= WHAT YOU WILL DO =
• a. Write down the part of the news roundup running from "The president’s plan has" down to "in the future.".
• b. Render this sentence from the news roundup in Spanish: "Uruguay’s second-round presidential vote will take place on Sunday, and there is very little doubt about its outcome."

= TEXT PROVIDED =
================

The president’s plan has also come under
fire over its language on locating missing persons. The Miguel Agustin Pro Juarez
Human Rights Center, Fundar, and the Mexican Commission for the Defense and
Promotion of Human Rights (CMPDH) have released
a joint press statement criticizing
the president’s plan to create a “National Search System for Missing Persons,” noting that the president already
created a similar system in July. These groups argue that this system did
nothing to prevent the disappearances of Ayotzinapa, nor does the current plan
seem to have a clear mechanism to prevent similar cases in the future.
News Briefs
- Uruguay’s second-round presidential vote will take place on Sunday, and there is very little doubt about its outcome. As Radio 180 reports, the country’s major pollsters all show ex-president and Frente Amplio candidate Tabare Vazquez with between 52 and 54 percent support, compared with 39 to 42 percent for his opponent, Luis Alberto Lacalle Pou of the center-right National Party.
- This week saw a development with important consequences for Uruguay’s historic cannabis regulation law: the first arrest of a government-licensed marijuana grower. As La Diaria reports, on Tuesday a registered cultivator was arrested for having “eight or nine” cannabis plants in his home, which police seized as evidence. It is unclear whether the arrest illustrates a gap between police activity and the language of the recently-passed law, or whether the individual violated the law by growing more than the maximum of six female plants. The paper claims that “not all” of the plants seized were females, but does not specify if the suspect violated the limit.
- The planned release of Colombian general Ruben Alzate and his two companions, captured earlier this month by FARC rebels, has been delayed by one day. As El Espectador reports, the FARC responded to President Juan Manuel Santos’ announcement that the release would take place on Saturday by announcing that it would in fact occur on Sunday, a change in plans that Defense Minister Juan Carlos Pinzon called “without justification.”

================

Items listed in a dataset:

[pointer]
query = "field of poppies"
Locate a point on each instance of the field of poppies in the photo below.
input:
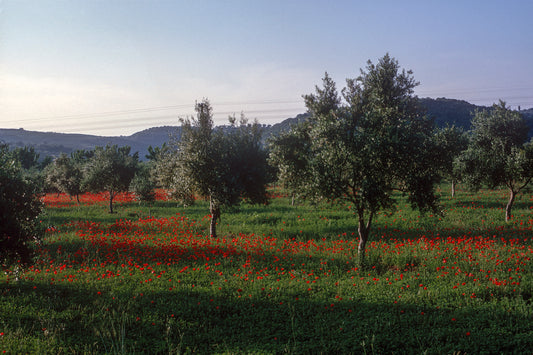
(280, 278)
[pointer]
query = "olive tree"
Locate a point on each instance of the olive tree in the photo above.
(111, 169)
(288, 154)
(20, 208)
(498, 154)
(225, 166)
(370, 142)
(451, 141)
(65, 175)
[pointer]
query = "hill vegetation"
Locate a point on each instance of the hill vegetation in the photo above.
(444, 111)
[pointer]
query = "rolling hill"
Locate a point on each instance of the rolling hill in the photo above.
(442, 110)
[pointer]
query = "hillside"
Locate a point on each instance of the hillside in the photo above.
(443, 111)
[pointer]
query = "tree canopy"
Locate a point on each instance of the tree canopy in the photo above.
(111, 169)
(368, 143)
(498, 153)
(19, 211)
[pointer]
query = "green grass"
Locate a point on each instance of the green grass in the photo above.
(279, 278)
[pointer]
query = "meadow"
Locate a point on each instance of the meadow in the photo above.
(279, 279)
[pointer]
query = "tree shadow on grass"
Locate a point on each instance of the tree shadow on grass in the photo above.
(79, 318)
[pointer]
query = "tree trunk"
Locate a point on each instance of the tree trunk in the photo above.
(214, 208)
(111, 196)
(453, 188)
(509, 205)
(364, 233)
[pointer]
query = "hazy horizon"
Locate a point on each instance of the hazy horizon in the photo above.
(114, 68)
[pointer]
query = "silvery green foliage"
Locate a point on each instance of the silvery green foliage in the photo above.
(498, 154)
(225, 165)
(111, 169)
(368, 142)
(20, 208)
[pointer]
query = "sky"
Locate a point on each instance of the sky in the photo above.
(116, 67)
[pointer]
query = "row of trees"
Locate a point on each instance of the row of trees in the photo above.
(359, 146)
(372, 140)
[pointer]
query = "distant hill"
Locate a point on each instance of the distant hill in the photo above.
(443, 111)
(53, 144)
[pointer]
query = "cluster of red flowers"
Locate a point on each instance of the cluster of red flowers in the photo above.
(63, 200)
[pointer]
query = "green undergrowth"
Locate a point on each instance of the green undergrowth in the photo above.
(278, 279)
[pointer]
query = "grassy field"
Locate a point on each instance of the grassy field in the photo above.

================

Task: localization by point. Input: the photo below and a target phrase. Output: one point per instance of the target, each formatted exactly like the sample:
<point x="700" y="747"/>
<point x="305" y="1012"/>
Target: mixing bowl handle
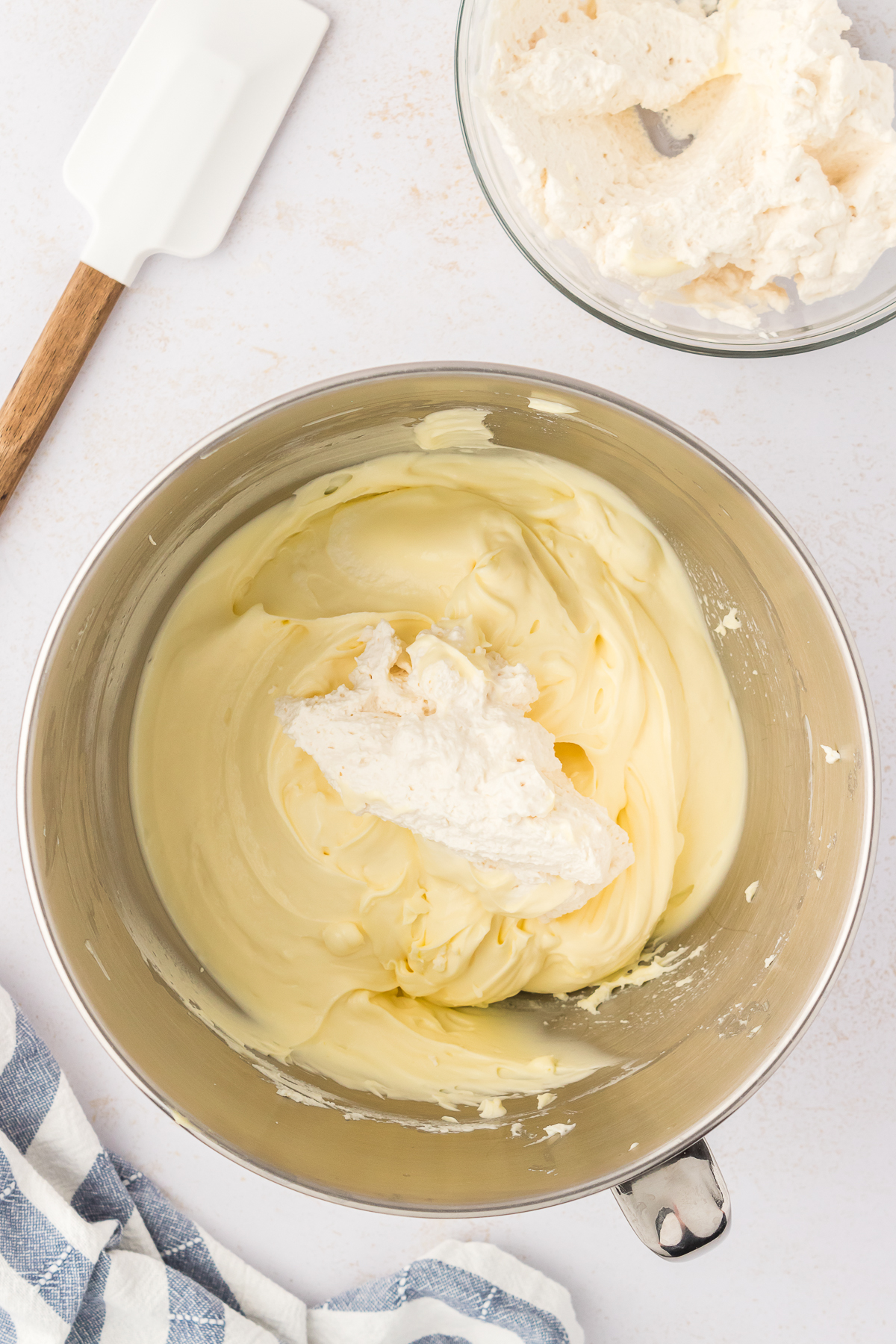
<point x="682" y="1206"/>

================

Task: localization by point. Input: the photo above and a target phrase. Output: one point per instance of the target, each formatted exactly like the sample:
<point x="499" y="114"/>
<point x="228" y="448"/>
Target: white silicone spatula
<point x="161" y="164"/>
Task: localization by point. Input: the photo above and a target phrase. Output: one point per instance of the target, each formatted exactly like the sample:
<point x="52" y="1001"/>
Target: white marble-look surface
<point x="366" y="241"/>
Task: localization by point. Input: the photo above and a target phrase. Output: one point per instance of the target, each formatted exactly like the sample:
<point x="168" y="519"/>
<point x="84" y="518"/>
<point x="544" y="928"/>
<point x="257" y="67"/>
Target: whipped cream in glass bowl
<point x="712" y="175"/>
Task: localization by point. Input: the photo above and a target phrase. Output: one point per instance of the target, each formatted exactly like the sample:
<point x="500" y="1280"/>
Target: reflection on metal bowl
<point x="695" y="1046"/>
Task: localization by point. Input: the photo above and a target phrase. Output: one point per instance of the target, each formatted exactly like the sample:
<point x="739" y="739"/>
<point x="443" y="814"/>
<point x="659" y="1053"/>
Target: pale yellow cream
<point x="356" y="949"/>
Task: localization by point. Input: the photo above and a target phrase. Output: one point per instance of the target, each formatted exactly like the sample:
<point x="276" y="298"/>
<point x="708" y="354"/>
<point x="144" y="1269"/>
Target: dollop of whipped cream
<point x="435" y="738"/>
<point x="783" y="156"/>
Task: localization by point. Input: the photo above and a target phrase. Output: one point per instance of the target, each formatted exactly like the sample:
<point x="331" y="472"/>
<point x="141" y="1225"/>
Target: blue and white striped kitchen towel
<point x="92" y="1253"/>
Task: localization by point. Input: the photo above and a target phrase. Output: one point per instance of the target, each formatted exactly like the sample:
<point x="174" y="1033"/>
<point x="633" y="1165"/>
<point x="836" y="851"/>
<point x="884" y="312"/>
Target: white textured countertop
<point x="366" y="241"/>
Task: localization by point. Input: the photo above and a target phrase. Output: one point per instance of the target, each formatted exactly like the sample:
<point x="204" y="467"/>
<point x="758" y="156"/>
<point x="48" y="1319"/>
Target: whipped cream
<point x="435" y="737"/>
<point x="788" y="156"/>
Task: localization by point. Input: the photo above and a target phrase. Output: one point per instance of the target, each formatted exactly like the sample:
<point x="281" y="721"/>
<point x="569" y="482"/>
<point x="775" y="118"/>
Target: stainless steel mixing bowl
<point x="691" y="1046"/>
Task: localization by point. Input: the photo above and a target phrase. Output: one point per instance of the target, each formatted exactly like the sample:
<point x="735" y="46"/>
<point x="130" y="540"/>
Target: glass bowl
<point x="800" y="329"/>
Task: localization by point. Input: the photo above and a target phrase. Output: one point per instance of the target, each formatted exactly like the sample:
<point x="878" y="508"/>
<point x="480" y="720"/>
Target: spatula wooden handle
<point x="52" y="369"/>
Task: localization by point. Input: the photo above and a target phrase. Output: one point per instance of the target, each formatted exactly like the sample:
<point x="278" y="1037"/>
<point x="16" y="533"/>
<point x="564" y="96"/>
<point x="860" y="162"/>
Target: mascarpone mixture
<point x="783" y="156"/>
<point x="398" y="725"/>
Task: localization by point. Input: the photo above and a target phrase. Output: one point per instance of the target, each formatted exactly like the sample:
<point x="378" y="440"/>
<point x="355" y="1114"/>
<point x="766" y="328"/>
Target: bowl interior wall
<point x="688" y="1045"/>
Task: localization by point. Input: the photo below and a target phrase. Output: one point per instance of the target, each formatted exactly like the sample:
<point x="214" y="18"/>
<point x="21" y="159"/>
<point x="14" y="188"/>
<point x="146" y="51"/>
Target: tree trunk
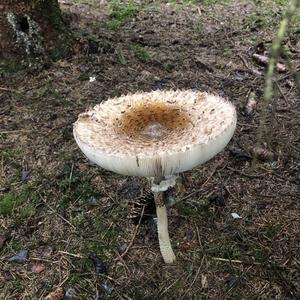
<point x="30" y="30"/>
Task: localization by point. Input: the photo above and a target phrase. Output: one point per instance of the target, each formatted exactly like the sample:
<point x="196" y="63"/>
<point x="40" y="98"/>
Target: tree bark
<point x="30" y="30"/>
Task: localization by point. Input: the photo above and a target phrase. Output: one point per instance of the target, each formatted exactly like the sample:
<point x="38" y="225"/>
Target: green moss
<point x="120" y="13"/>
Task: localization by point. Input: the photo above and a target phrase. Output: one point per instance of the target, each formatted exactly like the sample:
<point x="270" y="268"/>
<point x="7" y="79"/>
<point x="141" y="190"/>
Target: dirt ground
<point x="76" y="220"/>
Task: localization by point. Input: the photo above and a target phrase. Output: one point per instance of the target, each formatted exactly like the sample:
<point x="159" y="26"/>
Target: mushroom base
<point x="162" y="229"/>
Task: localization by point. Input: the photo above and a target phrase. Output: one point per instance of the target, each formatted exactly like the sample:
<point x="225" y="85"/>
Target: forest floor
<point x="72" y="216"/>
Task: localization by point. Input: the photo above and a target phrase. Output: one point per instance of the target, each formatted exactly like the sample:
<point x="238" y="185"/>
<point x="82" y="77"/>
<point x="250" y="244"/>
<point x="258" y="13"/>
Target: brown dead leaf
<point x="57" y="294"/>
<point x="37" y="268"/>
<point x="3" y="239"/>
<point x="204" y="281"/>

================

= EXERCISE RESPONSES =
• a.
The president’s plan has also come under
fire over its language on locating missing persons. The Miguel Agustin Pro Juarez
Human Rights Center, Fundar, and the Mexican Commission for the Defense and
Promotion of Human Rights (CMPDH) have released
a joint press statement criticizing
the president’s plan to create a “National Search System for Missing Persons,” noting that the president already
created a similar system in July. These groups argue that this system did
nothing to prevent the disappearances of Ayotzinapa, nor does the current plan
seem to have a clear mechanism to prevent similar cases in the future.

• b. La segunda vuelta de la elección presidencial de Uruguay se llevará a cabo el domingo, y hay muy pocas dudas sobre su resultado.